* [PAGE TEXT]:
===
Anyway, I'm not surprised that Bioware considers that the Circles still exist because I'm 100% sure that Cassandra is the Divine for their canon worldstate, so that tracks (they made it their canon that Alistair was king and then made a whole comic with him in it, not surprising). What I want to know is if there'll be at least mention of her making any of the reforms she talked about provided the players chose her.
In choice-based games with sequels the devs always have to play with the illusion of choice, i.e, making it seem like the player has a choice to do something but then going back to a specific status quo to build from for the next game because not doing that would be too complicated to consider all the potential ramifications. Hence why our choices in the previous games most often show up in the form of ambient dialogue and Codex entries instead of real tangible change in the state of the world.
So, for the mage-templar war, based on the DA:I epilogue slides, if you make Cassandra and Vivienne divines there is always a mention of the mages starting a new College of Enchanters (aka the self-ruled organization for free mages that shows up if you choose Leliana as your Divine), so I always thought they did that so that, in future games, both organizations could exist, a traditional Circle an a free mage-run College of Enchanters, how aligned each are aligned with the Chantry depends on who is the Divine.
I am curious about how this would work if Leliana is the Divine because she (girlboss that she is) disbands the Templar Order and gives the mages autonomy, so how would a 'rebel' traditional Circle and Templars spring from that? No idea, maybe they're traditionalists that band together like that and she has to allow it because she's all for freedom of expression.
Of course, there is also the possibility that Epler's comment was based on Bioware's canon world state, and it's not the first time they've used that for reference without taking other worldstates into account. It's bad marketing because it is breaking the illusion of choice they provide their players with, but they've done it in the past.
===
* [DIRECTIVES]:
(a) Answer these questions using the Dragon Age post above:
(i) Which character does the writer feel certain is the Divine in Bioware's canon worldstate?
(ii) In what two forms do choices from the previous games most often show up?
(iii) What does Leliana do with the Templar Order as Divine?
(b) Write the next few sentences of the Dragon Age post, starting after its final line.

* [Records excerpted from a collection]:
===
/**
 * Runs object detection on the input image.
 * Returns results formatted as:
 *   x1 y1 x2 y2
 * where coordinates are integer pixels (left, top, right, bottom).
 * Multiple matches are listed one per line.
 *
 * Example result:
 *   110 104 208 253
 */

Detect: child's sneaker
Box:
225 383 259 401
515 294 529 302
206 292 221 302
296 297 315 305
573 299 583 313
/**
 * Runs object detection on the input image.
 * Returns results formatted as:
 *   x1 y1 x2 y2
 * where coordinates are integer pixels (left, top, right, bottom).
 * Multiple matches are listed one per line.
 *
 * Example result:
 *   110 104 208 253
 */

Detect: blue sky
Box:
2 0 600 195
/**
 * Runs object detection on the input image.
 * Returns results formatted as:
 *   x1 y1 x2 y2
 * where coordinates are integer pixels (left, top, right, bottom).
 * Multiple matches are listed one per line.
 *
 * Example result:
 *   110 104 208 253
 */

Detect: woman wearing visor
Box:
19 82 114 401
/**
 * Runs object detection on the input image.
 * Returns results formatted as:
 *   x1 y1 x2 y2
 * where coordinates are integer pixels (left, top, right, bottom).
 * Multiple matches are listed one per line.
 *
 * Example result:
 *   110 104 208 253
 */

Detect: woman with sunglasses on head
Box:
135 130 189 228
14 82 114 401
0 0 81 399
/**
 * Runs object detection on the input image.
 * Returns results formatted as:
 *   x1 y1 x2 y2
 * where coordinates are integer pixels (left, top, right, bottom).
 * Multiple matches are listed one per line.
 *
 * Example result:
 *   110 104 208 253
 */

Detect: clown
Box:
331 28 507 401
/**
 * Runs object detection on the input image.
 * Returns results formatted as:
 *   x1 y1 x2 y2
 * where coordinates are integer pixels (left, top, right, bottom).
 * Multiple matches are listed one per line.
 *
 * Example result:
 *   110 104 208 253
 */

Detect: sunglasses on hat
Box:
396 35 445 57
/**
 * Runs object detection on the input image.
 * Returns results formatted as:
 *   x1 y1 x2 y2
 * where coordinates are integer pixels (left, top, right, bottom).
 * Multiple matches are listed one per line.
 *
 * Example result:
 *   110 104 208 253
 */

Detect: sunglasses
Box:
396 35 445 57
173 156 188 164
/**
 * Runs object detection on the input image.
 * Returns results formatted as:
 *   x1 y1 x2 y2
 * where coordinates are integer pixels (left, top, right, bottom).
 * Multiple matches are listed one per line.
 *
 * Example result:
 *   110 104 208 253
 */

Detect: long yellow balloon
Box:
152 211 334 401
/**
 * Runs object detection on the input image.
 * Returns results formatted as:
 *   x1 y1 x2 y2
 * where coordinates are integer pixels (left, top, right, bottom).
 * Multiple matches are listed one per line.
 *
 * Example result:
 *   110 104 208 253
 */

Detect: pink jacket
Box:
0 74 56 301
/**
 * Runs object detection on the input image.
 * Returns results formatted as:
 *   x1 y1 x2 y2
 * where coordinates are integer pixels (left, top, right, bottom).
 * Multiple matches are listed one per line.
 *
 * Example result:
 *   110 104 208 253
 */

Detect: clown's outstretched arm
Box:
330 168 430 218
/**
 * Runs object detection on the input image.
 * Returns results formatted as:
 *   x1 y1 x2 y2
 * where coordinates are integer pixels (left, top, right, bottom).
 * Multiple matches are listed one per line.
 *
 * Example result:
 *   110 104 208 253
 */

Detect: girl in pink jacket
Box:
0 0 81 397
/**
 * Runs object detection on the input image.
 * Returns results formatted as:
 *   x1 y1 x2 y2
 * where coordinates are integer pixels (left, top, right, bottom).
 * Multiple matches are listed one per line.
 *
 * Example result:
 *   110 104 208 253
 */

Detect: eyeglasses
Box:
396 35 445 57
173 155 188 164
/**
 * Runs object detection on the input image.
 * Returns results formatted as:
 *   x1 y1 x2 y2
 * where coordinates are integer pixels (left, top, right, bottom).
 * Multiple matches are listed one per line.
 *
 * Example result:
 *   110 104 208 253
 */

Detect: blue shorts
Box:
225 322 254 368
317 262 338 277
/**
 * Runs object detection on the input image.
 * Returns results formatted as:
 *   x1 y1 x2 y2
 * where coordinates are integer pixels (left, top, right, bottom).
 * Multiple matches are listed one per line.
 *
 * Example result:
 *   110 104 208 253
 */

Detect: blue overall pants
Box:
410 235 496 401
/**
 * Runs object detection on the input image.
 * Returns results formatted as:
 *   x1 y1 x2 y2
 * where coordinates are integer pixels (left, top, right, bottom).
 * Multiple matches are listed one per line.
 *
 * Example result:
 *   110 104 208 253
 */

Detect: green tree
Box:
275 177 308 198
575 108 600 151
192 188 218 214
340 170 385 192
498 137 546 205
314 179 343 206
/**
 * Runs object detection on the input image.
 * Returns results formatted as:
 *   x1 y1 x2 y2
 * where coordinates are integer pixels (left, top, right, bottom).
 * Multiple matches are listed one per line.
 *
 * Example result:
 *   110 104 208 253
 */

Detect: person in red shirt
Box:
===
* [RESULTS OF THE TASKS]:
(a)
(i) Cassandra
(ii) Ambient dialogue and Codex entries
(iii) She disbands it and gives the mages autonomy.

(b)
I don't know, all I know is that I either want them NOT to comment on that situation in DA:V so I can close my eyes and pretend my worldstate is true, or that they go with the other scenario described in a Codex entry (both institutions exists, that way we, the player, are left with the impression that that whole revolution plot did lead to at least some change). I do not want them to show us the situation in game at all, or to act as if none of it mattered and the old Circles still exist because ultimately everything failed. That would be the worst-case scenario for me in terms of investment.
I know that there are very bare mentions to the mage rebellion in non-game media. But I can ignore those and what they mean because that follows Bioware’s canon, I'm interested in what the game with my choices has to say.
I still think letting go of the Keep was a horrible horrible idea, and I can't see a reason why, unless they couldn't figure out a way to make it compatible? But I hope of the limited choices given to us in game, there can at least be one for "who was Divine/who did the Inquisition side with" that, an acting consequential with that, not in any big way but in having some characters and Codex entries comment on it, seems like the bare minimum.